──────── RECORD EXTRACTS

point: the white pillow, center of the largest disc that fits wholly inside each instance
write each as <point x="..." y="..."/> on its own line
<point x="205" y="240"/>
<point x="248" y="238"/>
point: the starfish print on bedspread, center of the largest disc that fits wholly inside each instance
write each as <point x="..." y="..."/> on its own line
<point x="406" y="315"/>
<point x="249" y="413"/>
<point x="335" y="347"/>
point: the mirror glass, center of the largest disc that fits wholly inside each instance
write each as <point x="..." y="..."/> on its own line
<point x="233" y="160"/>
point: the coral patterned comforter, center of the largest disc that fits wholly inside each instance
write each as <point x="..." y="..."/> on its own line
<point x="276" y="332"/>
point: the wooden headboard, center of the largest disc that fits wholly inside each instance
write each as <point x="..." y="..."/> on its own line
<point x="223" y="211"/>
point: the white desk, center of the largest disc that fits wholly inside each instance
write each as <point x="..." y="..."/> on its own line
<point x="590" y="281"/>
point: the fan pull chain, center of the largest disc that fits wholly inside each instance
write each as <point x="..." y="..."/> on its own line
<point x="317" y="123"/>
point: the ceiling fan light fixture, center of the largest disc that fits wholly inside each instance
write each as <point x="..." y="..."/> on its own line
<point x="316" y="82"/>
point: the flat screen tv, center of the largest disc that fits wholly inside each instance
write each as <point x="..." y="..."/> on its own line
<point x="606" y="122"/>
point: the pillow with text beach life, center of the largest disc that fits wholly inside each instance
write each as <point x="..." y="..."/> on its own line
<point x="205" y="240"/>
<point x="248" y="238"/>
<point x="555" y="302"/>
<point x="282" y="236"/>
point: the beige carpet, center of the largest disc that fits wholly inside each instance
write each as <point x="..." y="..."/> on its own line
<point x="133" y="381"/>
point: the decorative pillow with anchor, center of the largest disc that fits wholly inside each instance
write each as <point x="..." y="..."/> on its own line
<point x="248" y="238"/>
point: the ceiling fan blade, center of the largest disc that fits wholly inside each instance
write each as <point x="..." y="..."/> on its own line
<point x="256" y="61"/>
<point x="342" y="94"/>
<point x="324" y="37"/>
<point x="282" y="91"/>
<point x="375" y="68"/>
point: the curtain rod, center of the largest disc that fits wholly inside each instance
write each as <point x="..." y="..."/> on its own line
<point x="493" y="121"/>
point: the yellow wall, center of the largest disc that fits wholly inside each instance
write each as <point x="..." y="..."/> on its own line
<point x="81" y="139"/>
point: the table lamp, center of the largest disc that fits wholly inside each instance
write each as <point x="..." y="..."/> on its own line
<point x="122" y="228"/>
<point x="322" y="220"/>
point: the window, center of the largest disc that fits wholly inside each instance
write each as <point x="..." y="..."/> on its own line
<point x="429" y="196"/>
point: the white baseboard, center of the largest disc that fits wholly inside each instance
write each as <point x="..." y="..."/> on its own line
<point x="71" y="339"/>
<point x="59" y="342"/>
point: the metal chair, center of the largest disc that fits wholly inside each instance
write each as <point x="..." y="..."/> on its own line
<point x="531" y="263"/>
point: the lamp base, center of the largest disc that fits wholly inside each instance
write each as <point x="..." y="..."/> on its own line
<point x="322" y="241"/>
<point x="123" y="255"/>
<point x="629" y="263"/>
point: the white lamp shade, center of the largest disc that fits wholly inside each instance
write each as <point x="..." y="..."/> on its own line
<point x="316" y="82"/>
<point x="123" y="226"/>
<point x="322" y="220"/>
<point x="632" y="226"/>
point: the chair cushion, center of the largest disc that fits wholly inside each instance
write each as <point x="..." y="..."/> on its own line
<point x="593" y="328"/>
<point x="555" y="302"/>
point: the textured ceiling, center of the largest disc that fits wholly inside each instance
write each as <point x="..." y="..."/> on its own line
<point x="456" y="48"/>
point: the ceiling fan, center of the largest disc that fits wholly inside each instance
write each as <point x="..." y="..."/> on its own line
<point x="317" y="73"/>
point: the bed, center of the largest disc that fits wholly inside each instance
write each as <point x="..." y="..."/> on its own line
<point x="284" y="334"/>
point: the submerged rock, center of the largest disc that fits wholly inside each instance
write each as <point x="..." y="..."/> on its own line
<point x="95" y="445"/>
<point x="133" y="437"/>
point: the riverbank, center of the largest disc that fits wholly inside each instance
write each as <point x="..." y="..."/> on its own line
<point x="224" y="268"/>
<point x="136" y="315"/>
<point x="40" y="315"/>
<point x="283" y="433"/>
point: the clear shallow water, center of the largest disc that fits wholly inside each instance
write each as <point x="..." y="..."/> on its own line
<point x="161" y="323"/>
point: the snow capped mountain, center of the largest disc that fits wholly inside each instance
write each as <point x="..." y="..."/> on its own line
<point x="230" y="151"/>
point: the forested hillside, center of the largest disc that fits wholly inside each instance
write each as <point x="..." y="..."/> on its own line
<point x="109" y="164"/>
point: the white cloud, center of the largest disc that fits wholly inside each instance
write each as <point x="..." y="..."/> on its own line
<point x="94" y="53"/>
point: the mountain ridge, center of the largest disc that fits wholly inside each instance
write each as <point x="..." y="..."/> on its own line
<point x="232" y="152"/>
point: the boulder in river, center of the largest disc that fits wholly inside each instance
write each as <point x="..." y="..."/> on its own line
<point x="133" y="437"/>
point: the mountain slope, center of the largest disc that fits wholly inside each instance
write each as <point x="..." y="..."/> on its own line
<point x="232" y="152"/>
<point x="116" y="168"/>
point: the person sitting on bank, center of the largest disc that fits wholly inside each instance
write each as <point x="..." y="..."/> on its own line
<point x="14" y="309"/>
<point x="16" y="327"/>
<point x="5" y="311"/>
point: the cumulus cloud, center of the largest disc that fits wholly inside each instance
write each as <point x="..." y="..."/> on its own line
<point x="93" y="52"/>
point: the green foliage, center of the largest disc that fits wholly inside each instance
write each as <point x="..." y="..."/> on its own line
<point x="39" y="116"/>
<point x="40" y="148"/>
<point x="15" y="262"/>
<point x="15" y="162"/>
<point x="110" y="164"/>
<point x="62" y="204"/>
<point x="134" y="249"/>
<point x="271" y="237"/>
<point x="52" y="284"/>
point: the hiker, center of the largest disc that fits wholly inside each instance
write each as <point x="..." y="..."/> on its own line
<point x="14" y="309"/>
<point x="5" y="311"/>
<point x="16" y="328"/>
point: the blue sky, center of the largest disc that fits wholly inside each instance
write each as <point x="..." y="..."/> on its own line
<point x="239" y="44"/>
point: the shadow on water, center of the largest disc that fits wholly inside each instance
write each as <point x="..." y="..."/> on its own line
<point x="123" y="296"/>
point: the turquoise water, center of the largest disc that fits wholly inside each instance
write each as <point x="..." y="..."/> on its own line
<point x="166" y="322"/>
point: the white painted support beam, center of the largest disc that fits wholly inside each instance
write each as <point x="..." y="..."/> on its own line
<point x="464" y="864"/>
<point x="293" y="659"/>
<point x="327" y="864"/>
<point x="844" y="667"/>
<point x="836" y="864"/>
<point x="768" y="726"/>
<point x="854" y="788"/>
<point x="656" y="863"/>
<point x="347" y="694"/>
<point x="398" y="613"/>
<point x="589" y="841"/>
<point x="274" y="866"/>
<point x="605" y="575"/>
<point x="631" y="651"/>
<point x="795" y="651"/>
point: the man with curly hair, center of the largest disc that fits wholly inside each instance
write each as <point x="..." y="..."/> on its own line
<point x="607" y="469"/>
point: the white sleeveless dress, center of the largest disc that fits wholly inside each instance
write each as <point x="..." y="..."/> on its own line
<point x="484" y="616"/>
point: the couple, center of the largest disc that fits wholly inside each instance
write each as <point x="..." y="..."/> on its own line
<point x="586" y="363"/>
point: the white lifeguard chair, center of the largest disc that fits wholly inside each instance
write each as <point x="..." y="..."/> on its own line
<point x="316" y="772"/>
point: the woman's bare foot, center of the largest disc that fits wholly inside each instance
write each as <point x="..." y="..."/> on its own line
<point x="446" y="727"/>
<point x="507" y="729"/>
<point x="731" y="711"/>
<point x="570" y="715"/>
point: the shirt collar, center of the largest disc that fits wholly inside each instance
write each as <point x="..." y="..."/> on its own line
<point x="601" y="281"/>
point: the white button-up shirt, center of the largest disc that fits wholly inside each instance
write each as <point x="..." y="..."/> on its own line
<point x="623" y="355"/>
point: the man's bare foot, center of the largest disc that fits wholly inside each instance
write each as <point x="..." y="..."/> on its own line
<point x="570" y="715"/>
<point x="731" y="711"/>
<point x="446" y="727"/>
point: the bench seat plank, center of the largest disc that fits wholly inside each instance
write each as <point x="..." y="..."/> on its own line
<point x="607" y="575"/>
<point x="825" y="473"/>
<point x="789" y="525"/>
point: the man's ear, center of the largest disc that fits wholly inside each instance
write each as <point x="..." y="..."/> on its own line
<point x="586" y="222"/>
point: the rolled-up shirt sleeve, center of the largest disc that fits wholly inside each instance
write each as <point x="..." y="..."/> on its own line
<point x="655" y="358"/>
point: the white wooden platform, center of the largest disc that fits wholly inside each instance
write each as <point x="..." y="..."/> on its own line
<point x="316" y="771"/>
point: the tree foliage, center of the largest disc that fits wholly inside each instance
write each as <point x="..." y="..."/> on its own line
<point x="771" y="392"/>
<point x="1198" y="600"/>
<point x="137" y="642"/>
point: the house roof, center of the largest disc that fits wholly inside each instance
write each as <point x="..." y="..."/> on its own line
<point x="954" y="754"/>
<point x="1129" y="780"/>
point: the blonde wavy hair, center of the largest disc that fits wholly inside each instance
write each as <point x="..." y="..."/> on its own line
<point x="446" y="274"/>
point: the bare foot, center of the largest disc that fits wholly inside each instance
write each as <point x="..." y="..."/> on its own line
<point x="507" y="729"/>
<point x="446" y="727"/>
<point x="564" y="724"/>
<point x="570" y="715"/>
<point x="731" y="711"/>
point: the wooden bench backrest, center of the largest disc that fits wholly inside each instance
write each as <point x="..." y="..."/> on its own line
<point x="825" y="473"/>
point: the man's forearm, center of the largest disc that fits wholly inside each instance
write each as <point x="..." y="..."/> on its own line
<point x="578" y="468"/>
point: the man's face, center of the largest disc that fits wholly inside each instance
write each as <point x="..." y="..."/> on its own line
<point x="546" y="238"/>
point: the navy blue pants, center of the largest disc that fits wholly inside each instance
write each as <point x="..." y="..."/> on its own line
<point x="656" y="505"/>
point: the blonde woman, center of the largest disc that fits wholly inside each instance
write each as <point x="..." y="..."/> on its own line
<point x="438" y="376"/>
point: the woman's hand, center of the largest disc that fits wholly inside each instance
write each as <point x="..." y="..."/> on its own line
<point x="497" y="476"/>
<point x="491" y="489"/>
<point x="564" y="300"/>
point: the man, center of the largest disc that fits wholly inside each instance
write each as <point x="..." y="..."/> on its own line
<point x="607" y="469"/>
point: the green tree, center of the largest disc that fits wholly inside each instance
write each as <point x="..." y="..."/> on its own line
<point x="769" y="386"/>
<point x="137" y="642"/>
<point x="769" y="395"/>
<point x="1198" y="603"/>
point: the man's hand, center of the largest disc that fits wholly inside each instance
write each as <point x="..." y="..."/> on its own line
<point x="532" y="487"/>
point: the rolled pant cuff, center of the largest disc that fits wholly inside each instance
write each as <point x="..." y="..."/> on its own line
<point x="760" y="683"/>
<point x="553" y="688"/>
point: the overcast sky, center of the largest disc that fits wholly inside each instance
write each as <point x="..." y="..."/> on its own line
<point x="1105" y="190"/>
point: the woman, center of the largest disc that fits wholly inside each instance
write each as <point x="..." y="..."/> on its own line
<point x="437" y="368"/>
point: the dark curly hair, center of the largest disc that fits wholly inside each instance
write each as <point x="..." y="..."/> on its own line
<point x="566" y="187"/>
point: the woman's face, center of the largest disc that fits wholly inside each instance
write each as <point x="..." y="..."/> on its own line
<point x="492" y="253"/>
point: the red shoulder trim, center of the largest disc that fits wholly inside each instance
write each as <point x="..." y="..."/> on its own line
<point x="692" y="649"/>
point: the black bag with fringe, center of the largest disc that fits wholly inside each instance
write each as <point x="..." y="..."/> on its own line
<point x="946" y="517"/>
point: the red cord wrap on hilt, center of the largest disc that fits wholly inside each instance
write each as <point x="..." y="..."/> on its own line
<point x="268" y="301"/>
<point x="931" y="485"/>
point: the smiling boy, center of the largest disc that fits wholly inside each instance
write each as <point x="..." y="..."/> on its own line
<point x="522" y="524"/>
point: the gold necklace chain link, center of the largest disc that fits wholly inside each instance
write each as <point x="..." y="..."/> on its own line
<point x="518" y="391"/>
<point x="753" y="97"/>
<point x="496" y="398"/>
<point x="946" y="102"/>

────────────────

● **TASK DETAILS**
Among the records above, only the lines between the line holding "point: the ceiling fan, center" and the line holding "point: the bed, center", inclusive, are to be output, exactly as written.

● **TASK RESULT**
point: the ceiling fan, center of the largest disc that fits wholly inside each instance
write each as <point x="..." y="..."/> on its own line
<point x="317" y="73"/>
point: the bed, center of the largest disc that fits wholly inside each instance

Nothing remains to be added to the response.